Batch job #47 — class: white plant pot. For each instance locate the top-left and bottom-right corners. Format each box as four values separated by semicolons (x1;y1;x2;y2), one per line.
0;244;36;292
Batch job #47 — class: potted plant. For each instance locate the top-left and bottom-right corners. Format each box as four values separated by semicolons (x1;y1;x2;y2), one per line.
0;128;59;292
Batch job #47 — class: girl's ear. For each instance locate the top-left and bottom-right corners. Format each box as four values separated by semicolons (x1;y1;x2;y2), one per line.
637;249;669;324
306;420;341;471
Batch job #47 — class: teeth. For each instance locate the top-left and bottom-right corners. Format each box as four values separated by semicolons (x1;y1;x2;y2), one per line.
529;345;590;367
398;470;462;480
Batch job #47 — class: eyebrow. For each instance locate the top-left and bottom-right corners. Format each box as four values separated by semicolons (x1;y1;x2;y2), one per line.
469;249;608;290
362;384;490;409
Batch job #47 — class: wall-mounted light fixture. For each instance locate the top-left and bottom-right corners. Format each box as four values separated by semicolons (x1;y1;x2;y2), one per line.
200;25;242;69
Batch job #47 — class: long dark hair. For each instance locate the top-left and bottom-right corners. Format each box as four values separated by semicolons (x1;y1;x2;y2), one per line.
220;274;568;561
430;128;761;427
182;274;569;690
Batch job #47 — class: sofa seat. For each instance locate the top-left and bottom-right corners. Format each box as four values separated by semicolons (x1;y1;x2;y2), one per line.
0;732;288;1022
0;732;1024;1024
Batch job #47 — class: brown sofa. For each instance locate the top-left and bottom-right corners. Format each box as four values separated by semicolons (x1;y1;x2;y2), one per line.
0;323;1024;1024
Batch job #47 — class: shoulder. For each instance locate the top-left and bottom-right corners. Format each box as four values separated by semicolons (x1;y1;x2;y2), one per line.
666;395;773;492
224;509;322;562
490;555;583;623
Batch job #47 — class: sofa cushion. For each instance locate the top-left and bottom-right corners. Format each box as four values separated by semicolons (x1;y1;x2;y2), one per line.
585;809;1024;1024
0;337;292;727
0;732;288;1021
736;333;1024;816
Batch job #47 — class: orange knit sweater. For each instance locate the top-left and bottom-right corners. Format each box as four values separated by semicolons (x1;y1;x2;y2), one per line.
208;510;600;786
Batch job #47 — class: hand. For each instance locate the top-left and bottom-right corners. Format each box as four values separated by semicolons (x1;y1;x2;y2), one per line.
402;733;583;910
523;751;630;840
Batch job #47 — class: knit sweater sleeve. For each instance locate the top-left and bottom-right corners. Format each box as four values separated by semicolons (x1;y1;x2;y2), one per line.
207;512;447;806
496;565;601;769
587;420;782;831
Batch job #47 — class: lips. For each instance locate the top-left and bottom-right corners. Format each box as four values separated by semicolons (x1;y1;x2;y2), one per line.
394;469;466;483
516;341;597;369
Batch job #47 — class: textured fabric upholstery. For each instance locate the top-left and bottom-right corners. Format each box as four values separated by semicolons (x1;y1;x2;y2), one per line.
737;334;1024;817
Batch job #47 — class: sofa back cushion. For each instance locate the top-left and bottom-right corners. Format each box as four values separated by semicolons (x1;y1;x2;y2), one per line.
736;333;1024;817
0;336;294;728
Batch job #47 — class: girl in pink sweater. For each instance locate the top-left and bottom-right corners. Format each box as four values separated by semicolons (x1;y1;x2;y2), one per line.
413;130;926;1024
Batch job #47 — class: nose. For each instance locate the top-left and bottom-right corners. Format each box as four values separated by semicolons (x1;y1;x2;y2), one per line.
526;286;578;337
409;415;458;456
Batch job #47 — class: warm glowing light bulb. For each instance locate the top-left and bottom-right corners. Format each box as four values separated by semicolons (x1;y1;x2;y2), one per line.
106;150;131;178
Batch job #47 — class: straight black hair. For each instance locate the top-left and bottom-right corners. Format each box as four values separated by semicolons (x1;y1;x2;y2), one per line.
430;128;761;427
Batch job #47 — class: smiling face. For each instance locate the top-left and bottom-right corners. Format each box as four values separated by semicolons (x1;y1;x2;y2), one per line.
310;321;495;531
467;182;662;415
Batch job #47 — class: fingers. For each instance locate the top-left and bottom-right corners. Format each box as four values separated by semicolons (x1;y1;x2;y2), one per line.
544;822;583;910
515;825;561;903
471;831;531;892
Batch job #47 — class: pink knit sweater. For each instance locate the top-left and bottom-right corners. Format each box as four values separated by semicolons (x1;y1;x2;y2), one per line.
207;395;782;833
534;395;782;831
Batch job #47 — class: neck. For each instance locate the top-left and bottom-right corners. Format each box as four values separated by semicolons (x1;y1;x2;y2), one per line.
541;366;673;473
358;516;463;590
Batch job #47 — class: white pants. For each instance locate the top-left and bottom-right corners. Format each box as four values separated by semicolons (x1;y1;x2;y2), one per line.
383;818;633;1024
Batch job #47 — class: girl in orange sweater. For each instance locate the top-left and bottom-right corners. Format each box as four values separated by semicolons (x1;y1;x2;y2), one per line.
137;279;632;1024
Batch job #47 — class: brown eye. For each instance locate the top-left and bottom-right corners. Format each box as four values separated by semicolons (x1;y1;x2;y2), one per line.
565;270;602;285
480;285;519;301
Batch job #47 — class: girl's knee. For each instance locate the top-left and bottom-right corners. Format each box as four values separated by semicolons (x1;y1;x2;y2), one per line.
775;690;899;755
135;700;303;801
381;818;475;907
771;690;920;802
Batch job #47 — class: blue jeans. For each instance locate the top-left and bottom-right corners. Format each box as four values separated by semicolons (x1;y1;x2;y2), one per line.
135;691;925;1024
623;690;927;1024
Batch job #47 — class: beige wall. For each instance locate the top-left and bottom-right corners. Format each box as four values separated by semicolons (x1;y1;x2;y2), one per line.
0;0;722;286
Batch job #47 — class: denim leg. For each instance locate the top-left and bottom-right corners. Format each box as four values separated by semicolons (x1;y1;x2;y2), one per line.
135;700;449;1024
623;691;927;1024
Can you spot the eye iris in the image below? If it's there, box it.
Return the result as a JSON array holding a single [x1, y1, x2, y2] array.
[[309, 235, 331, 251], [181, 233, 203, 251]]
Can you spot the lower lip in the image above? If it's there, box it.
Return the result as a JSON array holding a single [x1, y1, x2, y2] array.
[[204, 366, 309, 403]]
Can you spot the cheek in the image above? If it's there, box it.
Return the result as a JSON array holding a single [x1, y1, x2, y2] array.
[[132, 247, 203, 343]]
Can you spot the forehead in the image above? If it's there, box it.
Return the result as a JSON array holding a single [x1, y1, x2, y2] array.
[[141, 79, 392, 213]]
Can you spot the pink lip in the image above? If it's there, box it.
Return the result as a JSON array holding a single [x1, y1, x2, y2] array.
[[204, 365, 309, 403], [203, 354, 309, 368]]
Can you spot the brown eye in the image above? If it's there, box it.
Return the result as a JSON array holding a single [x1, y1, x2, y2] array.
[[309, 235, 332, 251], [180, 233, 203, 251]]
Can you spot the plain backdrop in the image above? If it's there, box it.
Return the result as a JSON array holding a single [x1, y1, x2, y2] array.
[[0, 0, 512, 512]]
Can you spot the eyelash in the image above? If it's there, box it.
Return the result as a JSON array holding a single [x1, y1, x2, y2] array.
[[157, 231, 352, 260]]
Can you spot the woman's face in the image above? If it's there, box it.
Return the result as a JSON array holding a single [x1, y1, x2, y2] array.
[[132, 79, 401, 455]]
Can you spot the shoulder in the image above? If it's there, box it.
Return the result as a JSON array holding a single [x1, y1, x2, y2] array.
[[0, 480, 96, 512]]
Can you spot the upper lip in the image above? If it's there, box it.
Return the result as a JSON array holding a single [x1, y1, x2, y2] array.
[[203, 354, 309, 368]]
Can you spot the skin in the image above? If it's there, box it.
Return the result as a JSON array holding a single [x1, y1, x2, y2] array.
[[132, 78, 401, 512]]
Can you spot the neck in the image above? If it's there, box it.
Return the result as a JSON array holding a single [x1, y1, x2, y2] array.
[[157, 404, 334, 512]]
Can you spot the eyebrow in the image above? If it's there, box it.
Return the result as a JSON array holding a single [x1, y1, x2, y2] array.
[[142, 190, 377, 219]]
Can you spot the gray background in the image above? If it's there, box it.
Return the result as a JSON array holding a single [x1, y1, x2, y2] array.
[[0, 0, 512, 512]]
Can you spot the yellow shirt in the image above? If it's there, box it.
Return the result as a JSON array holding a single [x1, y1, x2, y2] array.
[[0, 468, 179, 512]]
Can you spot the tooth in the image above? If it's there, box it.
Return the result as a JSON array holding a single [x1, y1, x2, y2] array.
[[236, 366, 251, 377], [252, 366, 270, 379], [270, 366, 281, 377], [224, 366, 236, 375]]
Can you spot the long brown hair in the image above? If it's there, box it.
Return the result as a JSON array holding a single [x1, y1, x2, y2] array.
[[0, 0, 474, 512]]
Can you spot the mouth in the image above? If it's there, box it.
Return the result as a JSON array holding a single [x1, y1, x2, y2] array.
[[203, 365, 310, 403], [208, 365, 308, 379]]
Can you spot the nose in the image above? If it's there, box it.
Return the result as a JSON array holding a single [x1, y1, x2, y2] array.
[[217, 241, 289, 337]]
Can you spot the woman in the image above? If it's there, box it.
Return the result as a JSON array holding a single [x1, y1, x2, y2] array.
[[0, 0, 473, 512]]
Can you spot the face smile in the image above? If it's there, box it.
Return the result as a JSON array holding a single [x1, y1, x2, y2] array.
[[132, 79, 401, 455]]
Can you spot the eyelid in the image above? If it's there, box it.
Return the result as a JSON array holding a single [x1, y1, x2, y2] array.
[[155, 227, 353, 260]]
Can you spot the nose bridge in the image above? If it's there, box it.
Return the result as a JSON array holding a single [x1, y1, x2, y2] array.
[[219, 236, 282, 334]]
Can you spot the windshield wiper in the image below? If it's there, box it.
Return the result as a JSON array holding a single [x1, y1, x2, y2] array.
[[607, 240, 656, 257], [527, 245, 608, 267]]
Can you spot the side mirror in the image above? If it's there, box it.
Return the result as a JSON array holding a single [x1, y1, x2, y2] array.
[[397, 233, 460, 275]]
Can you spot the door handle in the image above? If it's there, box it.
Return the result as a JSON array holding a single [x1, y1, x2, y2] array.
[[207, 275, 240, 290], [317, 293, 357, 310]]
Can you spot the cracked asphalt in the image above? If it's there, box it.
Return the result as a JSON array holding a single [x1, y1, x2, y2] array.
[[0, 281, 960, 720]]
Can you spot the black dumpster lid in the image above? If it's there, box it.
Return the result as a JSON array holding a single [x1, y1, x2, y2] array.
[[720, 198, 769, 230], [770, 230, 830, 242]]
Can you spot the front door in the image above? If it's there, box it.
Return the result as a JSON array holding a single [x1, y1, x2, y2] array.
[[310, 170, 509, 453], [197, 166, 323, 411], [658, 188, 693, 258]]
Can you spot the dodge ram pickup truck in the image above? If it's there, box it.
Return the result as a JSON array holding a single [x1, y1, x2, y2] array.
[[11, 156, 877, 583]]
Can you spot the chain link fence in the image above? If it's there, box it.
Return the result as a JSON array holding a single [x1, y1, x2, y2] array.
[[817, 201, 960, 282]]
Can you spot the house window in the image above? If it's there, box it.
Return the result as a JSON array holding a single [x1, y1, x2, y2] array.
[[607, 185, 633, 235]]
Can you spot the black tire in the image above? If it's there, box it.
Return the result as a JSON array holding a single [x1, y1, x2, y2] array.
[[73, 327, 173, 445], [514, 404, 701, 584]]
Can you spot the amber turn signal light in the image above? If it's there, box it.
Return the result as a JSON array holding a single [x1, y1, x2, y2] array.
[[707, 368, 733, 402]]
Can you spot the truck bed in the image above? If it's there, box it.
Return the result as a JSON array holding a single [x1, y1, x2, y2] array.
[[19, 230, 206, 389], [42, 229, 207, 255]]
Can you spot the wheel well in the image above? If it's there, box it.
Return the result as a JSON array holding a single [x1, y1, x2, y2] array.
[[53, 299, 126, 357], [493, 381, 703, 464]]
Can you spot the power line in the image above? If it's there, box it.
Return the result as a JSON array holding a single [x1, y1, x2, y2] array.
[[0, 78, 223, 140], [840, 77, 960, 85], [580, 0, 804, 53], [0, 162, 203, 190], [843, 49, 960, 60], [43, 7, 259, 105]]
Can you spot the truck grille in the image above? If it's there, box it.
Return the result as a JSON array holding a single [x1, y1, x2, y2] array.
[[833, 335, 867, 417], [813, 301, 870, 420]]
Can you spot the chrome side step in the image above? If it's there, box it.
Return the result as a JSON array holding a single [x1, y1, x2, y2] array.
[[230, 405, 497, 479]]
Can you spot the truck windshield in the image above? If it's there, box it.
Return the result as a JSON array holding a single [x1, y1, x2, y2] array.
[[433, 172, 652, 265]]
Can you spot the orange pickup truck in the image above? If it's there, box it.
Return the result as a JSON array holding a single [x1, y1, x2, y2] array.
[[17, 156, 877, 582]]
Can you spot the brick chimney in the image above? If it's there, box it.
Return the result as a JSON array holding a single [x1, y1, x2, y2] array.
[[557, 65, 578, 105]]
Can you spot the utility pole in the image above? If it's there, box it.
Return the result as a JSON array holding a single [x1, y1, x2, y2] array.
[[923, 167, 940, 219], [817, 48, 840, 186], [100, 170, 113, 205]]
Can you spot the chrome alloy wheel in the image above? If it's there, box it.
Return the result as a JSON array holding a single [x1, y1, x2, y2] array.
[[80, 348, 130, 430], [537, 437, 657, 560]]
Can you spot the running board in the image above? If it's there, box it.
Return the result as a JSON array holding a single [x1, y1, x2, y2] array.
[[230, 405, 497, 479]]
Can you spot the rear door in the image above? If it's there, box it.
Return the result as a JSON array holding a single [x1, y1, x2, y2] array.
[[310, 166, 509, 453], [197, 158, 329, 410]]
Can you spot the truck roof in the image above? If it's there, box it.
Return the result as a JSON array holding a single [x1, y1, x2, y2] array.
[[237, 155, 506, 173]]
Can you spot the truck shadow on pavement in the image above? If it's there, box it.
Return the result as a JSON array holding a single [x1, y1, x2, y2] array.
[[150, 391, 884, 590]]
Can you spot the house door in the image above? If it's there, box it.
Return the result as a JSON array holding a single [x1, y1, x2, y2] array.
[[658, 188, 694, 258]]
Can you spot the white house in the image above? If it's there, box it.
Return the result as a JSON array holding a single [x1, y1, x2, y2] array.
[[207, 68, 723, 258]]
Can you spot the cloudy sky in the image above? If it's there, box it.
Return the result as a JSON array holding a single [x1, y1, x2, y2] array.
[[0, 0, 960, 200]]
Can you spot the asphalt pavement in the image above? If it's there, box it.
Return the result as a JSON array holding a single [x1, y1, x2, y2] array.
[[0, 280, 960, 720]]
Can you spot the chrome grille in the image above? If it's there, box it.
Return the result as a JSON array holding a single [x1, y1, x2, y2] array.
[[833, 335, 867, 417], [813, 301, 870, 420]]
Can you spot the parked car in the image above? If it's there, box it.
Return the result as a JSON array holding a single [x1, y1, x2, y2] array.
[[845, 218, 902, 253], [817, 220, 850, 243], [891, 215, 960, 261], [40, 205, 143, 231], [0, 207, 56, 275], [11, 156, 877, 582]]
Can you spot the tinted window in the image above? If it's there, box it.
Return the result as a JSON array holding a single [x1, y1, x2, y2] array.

※

Starting at the line that contains "Can you spot the eyebrow" and stopping after the line that contains "[[607, 240, 656, 257], [527, 245, 608, 267]]", write out those records again with their requests unchanged, and offset each bounding-box coordinate in the answers by adding 18.

### [ANSWER TO THIS PROBLEM]
Can you spot the eyebrow in the image above? If it's there, box it.
Return the result as a JSON array holding a single [x1, y1, x2, y2] array.
[[160, 208, 395, 237]]
Can you spot the gray background in the image above? If it's there, box it.
Return the result as a JSON array holding a single [x1, y1, x2, y2] array.
[[18, 18, 530, 530]]
Can you spot the yellow shirt in the image above? If it's there, box it.
Return the result as a JSON array holding a single [x1, y1, x2, y2] array.
[[18, 486, 197, 530]]
Can you spot the tooth in the image above? If it's there, box it.
Return the result as a JSON array holding a single [x1, y1, x2, y2] array.
[[254, 384, 269, 395], [270, 384, 288, 397], [288, 384, 299, 395], [242, 384, 254, 393]]
Can you spot the long brown hair in the image above? If it's there, box it.
Return the result as a JSON array holding a single [x1, y1, x2, y2] array.
[[18, 18, 492, 530]]
Can you spot the mouth in the image above? If it's there, box it.
Return the result as a JSON array holding a single [x1, y1, x2, y2] array.
[[221, 383, 328, 421], [226, 383, 326, 397]]
Can you spot the nose in the image above? If it's there, box it.
Return the result as a JSON array holding a single [x1, y1, x2, y2] array.
[[235, 259, 307, 355]]
Can you spot the woman in the image above? If it's there, box it.
Return the result as a JSON array holding a single [x1, y1, x2, y2] array.
[[18, 18, 491, 530]]
Can you spot the face smile in the image above? If it's there, box it.
Return the result as a JSON array holding a single [x1, y1, x2, y2] array.
[[150, 97, 419, 473]]
Can you spot the eyelid in the image above? If it's there, box it.
Return the result as a JSON array holding a single [x1, y1, x2, y2] array.
[[173, 245, 371, 278]]
Can you spot the nose bridge in the image above? If it's there, box it.
Return the result as a JSON array holding a single [x1, y1, x2, y2] array.
[[237, 254, 300, 352]]
Can you spot the windshield wiper in the image below? If it's there, box it.
Return the result as a JSON array holding a single [x1, y1, x2, y2] array.
[[625, 258, 674, 275], [545, 263, 626, 285]]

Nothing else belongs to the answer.